Auszug:
□ □ □ □

Was gilt für entlaufene Hunde und Beißattacken?


Das Verwaltungsgericht Würzburg hat sich mit einem Fall befasst, in dem es um zwei Hunde der Rasse Sivas-Kangal ging. Nachbarn hatten sich wiederholt über deren dauerndes Gebell beschwert. Dann waren die Hunde ausgerissen und hatten sich eine Beißerei mit Artgenossen geliefert, bei der auch deren Besitzer verletzt wurden. Erst ein Tierarzt mit einem Blasrohr und Betäubungspfeilen konnte den Frieden wiederherstellen.

□ □ □ □

Aufgabe a: Fasse den Auszug über die entlaufenen Hunde in zwei Sätzen zusammen.

Extrahierte Dateneinträge:
□ □ □ □

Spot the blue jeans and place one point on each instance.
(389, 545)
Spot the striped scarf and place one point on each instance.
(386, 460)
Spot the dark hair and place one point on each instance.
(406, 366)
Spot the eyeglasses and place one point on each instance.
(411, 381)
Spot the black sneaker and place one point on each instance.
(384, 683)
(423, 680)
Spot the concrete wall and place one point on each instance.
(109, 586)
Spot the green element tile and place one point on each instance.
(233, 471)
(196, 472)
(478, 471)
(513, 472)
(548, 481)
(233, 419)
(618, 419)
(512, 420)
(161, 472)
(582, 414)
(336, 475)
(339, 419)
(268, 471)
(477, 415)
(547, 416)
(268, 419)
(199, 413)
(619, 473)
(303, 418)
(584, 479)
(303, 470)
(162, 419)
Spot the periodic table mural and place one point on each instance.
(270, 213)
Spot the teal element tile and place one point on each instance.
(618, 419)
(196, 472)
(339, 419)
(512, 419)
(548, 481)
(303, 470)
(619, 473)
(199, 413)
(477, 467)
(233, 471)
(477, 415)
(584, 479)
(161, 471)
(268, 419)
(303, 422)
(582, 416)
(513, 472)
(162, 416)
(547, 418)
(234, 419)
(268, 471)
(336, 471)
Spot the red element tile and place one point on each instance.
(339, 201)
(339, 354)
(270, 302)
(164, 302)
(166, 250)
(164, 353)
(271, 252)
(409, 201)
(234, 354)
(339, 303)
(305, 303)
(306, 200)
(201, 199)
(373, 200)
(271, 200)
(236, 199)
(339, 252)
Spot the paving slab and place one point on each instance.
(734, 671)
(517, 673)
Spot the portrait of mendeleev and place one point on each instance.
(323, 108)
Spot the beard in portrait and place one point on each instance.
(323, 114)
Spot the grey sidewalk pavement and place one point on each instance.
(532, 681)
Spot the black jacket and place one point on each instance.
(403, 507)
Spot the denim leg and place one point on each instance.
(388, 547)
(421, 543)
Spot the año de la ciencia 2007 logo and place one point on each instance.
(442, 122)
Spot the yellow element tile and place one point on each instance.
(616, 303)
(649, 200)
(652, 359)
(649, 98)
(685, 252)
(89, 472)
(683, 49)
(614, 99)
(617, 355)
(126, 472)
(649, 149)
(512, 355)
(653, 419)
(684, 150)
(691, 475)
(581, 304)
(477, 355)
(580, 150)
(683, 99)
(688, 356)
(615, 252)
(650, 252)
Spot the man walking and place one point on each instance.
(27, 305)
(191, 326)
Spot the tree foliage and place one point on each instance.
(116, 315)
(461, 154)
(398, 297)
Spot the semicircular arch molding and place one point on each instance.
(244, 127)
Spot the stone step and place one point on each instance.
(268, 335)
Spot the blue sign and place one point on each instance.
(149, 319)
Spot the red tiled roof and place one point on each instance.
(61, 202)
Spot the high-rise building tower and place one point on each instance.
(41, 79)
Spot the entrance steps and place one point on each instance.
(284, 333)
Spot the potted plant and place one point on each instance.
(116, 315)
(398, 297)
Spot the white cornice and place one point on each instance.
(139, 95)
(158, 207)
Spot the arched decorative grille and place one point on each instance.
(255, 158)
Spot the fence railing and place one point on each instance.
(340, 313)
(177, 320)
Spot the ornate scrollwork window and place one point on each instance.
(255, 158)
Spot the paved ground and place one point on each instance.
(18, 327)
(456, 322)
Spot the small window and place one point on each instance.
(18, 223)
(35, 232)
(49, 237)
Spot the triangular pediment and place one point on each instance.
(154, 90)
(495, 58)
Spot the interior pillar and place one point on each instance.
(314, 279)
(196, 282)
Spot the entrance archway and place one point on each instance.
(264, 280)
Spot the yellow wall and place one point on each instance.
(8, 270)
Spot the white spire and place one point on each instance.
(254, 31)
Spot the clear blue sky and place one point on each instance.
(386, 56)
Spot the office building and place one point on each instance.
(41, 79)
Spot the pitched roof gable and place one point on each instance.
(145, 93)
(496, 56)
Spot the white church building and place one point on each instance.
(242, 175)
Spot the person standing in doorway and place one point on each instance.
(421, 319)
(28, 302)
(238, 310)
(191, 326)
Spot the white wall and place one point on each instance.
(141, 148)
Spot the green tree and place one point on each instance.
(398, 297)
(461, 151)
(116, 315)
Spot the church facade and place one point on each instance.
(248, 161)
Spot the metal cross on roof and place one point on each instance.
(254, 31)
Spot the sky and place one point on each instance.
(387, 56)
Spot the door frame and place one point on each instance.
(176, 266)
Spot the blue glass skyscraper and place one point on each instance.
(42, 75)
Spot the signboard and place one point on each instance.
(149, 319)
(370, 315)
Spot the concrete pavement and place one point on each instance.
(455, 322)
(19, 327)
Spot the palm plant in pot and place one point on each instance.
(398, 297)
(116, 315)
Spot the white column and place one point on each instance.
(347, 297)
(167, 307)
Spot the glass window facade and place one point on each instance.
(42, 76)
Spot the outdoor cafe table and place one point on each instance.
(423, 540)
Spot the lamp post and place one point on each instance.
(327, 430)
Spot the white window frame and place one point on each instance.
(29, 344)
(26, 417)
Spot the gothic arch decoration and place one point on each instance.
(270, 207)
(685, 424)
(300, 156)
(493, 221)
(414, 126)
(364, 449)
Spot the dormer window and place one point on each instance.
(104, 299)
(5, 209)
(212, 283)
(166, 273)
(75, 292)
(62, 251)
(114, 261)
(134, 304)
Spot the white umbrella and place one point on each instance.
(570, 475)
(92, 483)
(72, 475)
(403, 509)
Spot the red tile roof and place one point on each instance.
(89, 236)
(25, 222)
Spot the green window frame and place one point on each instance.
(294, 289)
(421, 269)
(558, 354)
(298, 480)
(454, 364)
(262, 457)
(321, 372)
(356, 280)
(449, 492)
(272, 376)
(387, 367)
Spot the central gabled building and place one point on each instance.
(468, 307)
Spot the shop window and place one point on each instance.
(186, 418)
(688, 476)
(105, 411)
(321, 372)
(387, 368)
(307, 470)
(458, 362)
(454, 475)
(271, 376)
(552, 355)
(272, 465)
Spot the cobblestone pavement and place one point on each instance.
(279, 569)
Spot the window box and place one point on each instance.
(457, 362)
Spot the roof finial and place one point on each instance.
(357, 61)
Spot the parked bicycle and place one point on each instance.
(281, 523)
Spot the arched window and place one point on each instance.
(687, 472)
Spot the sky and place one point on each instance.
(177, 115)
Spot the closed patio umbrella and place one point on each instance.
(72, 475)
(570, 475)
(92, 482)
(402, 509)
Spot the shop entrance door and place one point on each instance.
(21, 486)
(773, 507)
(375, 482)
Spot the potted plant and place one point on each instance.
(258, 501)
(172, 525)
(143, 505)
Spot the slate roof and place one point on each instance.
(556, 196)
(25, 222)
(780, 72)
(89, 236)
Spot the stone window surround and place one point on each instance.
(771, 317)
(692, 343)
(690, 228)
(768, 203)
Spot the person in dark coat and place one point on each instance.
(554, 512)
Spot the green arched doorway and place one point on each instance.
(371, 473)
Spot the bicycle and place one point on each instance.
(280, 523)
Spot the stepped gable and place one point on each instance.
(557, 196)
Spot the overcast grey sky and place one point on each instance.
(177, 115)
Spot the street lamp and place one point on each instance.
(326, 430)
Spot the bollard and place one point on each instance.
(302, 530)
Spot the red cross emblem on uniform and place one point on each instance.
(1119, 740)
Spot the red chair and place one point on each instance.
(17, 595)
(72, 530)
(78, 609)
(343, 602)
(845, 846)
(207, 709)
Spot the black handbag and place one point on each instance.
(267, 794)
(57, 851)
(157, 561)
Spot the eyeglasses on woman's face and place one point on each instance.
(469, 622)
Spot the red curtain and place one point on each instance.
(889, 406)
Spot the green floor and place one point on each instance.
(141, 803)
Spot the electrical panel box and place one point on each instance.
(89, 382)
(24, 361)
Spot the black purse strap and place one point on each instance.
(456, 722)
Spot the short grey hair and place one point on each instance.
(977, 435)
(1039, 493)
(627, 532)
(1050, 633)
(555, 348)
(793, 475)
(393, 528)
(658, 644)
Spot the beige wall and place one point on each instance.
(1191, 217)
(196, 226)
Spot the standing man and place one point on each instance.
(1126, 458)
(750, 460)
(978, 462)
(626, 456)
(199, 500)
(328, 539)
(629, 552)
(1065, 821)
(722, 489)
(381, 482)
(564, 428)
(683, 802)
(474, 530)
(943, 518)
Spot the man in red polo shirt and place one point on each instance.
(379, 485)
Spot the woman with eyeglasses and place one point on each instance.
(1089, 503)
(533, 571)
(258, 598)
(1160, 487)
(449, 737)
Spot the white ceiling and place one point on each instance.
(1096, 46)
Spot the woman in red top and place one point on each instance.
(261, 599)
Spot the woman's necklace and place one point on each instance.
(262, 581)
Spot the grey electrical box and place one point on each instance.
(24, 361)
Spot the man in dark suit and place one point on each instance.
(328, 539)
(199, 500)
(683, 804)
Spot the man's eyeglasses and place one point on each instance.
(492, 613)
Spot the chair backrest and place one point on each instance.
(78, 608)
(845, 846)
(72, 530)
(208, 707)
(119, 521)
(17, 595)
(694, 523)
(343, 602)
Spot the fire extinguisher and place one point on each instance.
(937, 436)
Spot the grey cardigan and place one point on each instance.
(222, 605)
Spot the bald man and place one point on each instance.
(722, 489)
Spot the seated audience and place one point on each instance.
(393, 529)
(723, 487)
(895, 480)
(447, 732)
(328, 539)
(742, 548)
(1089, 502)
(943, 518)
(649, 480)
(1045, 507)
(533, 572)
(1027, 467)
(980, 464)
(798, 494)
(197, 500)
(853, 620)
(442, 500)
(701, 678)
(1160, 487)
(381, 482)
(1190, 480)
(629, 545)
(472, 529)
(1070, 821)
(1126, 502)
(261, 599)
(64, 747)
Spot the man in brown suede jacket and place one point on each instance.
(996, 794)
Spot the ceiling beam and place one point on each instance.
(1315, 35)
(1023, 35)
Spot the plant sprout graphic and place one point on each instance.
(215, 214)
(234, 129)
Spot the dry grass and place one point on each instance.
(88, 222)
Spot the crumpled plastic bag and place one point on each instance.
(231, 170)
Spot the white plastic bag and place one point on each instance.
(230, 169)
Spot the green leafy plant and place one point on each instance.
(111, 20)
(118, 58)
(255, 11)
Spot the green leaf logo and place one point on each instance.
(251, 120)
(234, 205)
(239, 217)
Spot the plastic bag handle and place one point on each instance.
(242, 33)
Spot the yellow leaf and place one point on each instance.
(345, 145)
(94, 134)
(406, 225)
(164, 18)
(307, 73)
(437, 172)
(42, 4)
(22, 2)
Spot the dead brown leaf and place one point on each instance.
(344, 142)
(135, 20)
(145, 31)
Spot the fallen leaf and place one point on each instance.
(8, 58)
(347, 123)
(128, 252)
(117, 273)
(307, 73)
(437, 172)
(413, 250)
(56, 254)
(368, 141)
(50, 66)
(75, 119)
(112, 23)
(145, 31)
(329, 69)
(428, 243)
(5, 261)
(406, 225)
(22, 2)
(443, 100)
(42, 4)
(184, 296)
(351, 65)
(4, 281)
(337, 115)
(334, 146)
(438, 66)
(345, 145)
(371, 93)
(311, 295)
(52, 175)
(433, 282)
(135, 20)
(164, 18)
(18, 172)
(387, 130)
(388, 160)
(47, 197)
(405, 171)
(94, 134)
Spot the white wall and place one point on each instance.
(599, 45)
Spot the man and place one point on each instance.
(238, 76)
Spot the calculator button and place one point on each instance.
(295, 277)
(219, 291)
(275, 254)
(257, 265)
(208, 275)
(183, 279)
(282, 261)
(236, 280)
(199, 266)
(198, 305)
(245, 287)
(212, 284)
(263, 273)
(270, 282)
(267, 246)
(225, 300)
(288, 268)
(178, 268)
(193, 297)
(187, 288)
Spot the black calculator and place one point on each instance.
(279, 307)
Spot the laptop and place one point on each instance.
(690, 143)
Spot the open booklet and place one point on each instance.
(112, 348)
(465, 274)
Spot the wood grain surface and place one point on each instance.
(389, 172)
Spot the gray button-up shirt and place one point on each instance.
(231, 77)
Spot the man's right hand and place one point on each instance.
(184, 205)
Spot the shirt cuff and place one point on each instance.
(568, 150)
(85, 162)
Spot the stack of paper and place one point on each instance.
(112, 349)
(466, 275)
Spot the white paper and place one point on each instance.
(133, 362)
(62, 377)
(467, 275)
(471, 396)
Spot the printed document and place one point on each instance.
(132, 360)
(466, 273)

□ □ □ □

Aufgabe b: Gib jede Zeile der Einträge wieder, in der das Wort "logo" vorkommt.

Lösung a: Das Verwaltungsgericht Würzburg befasste sich mit einem Fall um zwei Hunde der Rasse Sivas-Kangal, über deren dauerndes Gebell sich Nachbarn wiederholt beschwert hatten. Die ausgerissenen Hunde lieferten sich eine Beißerei mit Artgenossen, bei der auch Hundebesitzer verletzt wurden, und erst ein Tierarzt mit Blasrohr und Betäubungspfeilen konnte den Frieden wiederherstellen.

Lösung b:
Spot the año de la ciencia 2007 logo and place one point on each instance.
Spot the green leaf logo and place one point on each instance.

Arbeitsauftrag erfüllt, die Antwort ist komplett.